**WORK INSTRUCTIONS**
Gather every line of the data below that contains the word "jacket" and copy each one out in full.

**Source records**
───
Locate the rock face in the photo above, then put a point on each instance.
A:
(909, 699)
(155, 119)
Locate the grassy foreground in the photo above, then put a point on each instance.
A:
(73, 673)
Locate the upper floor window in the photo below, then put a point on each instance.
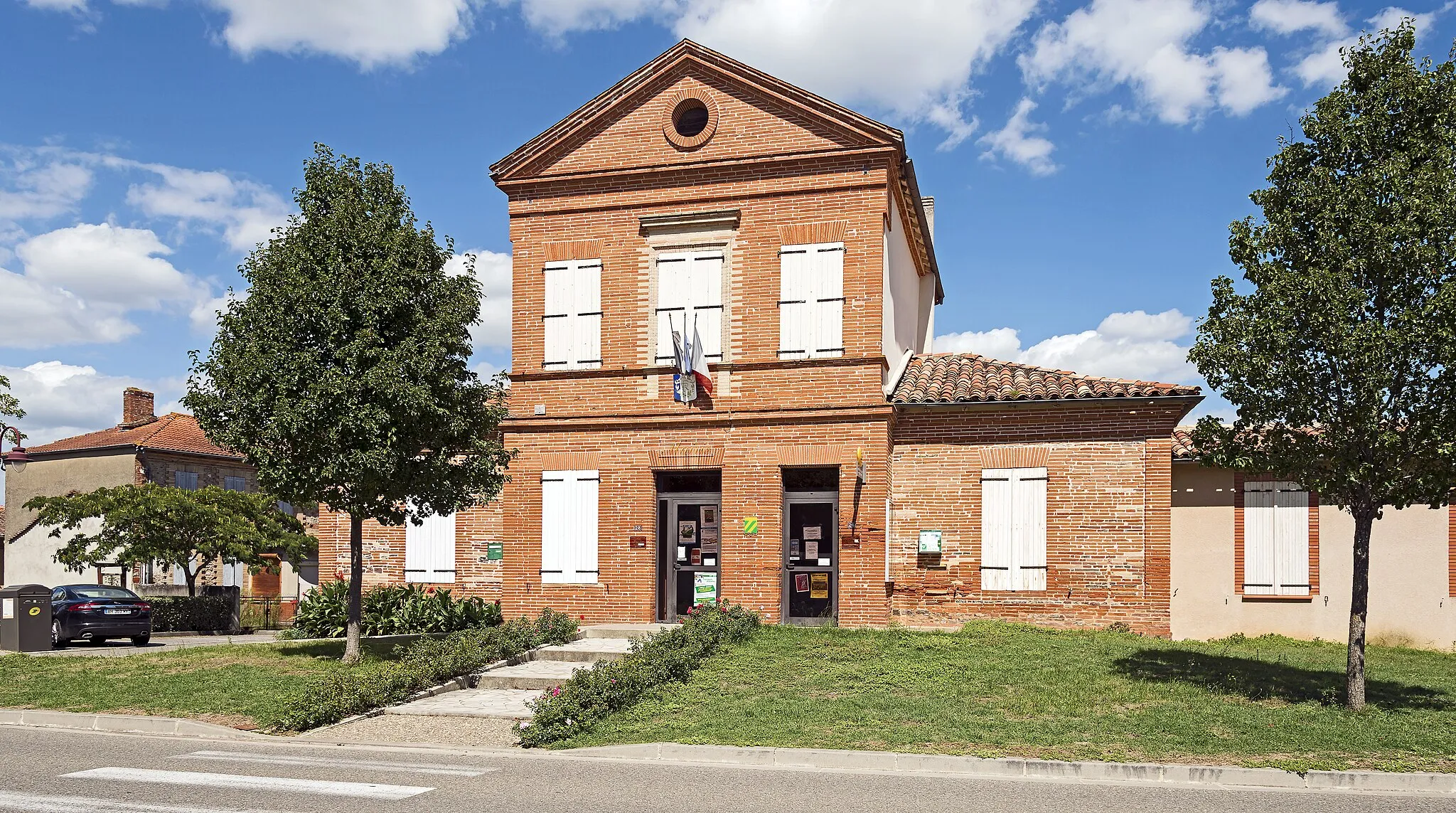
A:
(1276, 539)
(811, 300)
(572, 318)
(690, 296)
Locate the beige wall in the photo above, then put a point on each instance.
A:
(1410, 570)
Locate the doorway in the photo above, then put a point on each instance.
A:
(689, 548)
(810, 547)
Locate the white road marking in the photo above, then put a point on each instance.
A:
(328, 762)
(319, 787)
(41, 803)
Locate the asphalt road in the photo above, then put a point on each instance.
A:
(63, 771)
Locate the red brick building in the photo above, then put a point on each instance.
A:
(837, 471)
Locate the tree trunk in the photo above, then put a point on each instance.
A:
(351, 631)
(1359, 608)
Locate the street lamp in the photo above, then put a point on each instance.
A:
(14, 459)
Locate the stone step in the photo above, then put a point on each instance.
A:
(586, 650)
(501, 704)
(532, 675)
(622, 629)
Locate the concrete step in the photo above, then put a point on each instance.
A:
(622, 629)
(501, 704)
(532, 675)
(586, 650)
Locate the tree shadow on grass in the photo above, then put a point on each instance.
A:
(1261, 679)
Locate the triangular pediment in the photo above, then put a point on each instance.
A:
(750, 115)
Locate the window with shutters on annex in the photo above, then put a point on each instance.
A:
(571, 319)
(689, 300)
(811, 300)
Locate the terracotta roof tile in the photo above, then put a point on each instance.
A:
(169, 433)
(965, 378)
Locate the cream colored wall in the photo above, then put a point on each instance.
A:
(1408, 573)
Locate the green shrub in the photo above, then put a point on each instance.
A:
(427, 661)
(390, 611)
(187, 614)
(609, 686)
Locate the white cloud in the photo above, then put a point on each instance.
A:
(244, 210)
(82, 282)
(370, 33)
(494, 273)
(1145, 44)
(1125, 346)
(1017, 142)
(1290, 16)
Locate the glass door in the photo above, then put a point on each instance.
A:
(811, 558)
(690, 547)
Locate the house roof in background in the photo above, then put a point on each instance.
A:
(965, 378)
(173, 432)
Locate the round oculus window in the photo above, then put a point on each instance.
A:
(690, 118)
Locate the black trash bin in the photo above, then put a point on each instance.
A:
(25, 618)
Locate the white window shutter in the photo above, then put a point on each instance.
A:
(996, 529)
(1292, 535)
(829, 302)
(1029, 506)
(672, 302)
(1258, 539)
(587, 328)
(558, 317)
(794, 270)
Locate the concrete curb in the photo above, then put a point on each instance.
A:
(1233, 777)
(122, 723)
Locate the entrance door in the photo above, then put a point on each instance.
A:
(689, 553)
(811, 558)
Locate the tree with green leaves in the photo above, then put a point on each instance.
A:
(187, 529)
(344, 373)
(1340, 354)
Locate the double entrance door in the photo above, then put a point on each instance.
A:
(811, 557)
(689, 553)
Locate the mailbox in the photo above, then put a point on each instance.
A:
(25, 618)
───
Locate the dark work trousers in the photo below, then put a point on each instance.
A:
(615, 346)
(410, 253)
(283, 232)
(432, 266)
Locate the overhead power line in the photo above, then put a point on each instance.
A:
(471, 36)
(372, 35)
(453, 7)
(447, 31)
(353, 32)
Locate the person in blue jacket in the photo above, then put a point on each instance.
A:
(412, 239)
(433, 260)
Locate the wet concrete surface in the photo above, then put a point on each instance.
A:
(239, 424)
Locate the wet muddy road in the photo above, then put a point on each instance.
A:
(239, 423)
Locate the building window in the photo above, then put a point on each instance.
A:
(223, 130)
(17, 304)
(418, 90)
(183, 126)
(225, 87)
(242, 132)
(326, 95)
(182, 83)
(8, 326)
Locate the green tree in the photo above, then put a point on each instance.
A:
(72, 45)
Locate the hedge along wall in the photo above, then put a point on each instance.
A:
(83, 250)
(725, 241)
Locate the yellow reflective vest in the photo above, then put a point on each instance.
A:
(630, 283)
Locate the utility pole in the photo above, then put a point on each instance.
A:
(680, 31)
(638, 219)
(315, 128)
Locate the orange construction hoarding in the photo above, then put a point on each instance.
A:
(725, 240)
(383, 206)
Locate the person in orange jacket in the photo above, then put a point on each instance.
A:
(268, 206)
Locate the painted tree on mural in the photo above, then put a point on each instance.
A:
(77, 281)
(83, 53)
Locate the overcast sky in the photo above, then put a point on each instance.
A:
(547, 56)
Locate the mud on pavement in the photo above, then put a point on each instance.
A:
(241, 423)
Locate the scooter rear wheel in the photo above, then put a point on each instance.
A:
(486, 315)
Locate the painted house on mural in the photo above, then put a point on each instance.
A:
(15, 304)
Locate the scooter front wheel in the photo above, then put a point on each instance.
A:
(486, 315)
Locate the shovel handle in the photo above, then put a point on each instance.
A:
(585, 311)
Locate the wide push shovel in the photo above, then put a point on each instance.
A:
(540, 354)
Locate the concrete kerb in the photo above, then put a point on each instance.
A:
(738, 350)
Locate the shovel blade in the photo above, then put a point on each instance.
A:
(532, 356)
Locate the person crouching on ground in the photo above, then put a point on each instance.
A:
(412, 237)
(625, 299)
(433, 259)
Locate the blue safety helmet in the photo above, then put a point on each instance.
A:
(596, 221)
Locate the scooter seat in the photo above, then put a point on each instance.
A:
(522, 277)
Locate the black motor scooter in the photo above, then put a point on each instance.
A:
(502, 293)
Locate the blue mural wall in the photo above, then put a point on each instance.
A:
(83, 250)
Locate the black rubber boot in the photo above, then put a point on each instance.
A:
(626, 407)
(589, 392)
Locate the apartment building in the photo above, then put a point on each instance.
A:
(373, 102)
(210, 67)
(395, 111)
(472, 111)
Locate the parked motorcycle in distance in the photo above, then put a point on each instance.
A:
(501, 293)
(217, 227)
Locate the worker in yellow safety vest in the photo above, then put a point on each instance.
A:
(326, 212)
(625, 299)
───
**EXERCISE OUTPUT**
Locate the person in blue jacket in the photo above, then put a point on each instance.
Locate the person in orange jacket in the photo above, then put a point on each instance.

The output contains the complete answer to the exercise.